BEGIN MATERIAL TO PROCESS

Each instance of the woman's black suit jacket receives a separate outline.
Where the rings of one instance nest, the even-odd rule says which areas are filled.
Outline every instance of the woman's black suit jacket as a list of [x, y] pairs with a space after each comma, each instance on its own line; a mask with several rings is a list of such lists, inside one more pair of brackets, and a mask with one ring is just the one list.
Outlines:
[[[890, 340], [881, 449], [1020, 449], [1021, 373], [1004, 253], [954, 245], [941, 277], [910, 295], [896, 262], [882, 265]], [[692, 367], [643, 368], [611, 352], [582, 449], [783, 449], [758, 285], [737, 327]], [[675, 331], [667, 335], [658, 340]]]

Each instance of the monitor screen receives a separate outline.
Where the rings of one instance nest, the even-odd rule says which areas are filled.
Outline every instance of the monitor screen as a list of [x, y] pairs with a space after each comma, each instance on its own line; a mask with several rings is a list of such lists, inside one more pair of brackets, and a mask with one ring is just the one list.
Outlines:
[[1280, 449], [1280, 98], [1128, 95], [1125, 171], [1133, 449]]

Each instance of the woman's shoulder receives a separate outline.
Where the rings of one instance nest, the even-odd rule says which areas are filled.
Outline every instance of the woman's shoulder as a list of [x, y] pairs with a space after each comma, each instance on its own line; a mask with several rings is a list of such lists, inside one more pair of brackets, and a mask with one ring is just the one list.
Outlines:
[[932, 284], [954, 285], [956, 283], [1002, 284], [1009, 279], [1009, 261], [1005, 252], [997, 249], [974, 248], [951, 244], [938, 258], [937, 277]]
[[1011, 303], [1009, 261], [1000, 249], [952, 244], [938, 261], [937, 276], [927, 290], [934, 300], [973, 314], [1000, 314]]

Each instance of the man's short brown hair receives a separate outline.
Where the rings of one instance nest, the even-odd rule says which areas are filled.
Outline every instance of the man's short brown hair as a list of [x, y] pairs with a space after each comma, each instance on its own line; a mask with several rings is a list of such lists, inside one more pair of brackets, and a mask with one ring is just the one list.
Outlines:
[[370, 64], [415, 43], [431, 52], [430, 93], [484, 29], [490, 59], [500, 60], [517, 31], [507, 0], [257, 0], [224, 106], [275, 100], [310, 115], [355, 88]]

END MATERIAL TO PROCESS

-- EXERCISE GOAL --
Reproduce the entire listing above word for word, keeping every line as it appears.

-- OUTPUT FOR THIS TASK --
Each instance of the woman's black suit jacket receives a separate outline.
Where the rings of one instance nest, the even-odd rule says which areas are filled.
Outline every instance of the woman's black suit jacket as a list of [x, y] pairs with a space after each comma, each instance on its own line; a mask with several rings is a list of such lists, inside one more pair of brackets, and a mask with one ring is just the one list.
Outlines:
[[[890, 340], [881, 449], [1020, 449], [1021, 373], [1004, 253], [954, 245], [941, 277], [910, 295], [896, 262], [882, 265]], [[692, 367], [643, 368], [611, 352], [582, 449], [783, 449], [758, 285], [737, 327]], [[675, 331], [667, 335], [658, 340]]]

Each instance of the monitor screen receives a separate outline.
Where the rings of one instance nest, the even-odd rule says which areas are filled.
Outline every instance of the monitor screen as a list of [x, y] pairs with a space after each comma, each instance on its own line; a mask with several rings is a list of such lists, inside one more pair of brackets, and a mask with one ring is just the one list.
Outlines:
[[1280, 449], [1280, 98], [1128, 95], [1125, 171], [1133, 449]]

Each instance of the woman's shoulder receives a separate outline.
Where the rings of one instance nest, the even-odd rule says which areas are filled.
Outline every instance of the woman's shoulder as a list of [x, y] pairs with a space after each comma, each instance on its own line; a mask with several rings is a list of such lists, inside one more pair of brackets, and a mask with one ring is just the one list.
Outlines:
[[932, 284], [954, 285], [956, 283], [1002, 284], [1009, 279], [1009, 261], [1005, 252], [997, 249], [974, 248], [951, 244], [938, 258], [937, 277]]
[[1011, 303], [1009, 261], [1000, 249], [952, 244], [938, 261], [937, 276], [927, 290], [934, 300], [973, 314], [1000, 314]]

Each instance of the man's short brown hair receives a separate outline.
Where the rings of one instance nest, the even-odd rule says which areas are filled.
Outline every instance of the man's short brown hair as a list of [x, y] pairs with a space after each comma, each instance on its own line; a mask with several rings is a list of such lists, inside one more pair of brackets, and a mask with one ring is just the one list.
Outlines:
[[370, 64], [415, 43], [431, 52], [430, 93], [484, 29], [490, 59], [500, 60], [517, 31], [507, 0], [257, 0], [224, 106], [275, 100], [310, 115], [355, 88]]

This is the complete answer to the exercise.